**** Record excerpts

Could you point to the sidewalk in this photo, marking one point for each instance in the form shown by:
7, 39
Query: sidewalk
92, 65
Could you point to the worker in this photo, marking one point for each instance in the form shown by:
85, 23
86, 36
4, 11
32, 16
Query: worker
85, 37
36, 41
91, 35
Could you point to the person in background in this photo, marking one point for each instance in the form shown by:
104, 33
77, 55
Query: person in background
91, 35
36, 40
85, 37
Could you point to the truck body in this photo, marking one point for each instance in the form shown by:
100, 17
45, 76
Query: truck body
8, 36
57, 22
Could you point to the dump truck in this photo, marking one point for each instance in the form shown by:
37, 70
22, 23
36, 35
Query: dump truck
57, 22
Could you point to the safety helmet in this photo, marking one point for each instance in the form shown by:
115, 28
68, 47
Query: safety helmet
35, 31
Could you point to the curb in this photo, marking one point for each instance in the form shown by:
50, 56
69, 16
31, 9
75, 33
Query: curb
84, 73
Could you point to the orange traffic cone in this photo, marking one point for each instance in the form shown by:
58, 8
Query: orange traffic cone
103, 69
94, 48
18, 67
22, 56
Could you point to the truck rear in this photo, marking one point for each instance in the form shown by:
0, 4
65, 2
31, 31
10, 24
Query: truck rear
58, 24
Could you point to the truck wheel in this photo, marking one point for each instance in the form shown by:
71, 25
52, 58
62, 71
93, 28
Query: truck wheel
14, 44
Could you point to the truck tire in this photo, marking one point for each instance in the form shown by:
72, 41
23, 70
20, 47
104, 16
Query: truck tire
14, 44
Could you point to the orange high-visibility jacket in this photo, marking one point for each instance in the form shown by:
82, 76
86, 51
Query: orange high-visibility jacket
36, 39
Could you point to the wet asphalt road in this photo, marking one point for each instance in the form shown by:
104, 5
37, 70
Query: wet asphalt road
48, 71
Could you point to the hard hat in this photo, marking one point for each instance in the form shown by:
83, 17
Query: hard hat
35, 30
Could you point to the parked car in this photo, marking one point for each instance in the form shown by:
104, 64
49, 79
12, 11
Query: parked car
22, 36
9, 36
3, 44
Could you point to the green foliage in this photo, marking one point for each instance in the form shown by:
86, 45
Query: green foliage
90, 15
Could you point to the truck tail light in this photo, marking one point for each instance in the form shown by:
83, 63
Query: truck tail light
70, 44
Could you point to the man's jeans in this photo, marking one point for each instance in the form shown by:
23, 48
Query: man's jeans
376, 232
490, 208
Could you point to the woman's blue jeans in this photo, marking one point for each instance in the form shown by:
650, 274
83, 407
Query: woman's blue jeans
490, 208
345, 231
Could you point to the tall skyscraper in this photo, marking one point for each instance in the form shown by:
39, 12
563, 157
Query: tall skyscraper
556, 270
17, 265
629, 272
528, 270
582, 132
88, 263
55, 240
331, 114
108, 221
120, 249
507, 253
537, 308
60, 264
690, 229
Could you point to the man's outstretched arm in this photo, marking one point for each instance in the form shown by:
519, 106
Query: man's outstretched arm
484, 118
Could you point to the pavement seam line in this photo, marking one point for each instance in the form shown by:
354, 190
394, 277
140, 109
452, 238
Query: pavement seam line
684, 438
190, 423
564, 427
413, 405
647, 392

********
**** Record excerpts

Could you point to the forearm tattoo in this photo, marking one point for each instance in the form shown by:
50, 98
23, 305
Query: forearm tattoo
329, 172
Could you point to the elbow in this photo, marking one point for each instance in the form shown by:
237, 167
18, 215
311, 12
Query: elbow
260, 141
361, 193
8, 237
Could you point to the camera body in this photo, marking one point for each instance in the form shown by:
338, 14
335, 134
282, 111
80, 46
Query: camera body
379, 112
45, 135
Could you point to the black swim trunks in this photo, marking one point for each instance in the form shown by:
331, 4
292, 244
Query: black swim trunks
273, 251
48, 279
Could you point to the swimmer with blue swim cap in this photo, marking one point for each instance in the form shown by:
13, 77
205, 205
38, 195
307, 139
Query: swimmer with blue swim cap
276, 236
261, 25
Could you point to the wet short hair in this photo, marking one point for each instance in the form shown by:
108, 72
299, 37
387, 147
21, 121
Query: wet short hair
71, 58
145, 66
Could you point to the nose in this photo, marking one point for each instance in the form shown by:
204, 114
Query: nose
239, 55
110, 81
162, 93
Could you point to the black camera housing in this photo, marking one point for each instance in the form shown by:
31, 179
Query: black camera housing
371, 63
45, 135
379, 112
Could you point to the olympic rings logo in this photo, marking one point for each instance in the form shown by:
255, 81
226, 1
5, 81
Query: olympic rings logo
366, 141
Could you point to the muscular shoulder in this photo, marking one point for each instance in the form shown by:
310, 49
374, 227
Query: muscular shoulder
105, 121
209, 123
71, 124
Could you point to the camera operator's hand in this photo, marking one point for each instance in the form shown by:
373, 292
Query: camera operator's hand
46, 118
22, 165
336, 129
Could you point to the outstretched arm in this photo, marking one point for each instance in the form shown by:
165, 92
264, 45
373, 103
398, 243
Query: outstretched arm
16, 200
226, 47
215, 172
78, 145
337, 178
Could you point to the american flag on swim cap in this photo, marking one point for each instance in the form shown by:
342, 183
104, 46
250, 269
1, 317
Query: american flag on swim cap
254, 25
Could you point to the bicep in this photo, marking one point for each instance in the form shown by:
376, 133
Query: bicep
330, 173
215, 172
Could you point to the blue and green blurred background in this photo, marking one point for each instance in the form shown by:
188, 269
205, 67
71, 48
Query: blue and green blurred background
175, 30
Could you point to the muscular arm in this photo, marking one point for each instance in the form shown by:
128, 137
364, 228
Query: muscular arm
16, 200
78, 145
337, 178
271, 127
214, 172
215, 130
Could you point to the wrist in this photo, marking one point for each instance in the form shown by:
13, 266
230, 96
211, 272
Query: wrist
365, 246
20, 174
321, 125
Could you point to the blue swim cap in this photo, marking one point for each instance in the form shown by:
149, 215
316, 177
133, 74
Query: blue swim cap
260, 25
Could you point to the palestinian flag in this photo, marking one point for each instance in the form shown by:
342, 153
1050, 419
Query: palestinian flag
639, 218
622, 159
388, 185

********

▶ [Job]
List every line of the two blocks of the listing above that contains the word "tall", paying attention to case.

▶ [The answer]
Could you point to the tall skyscraper in this photo, marking one point for each instance in the form shown by:
Query: tall skyscraper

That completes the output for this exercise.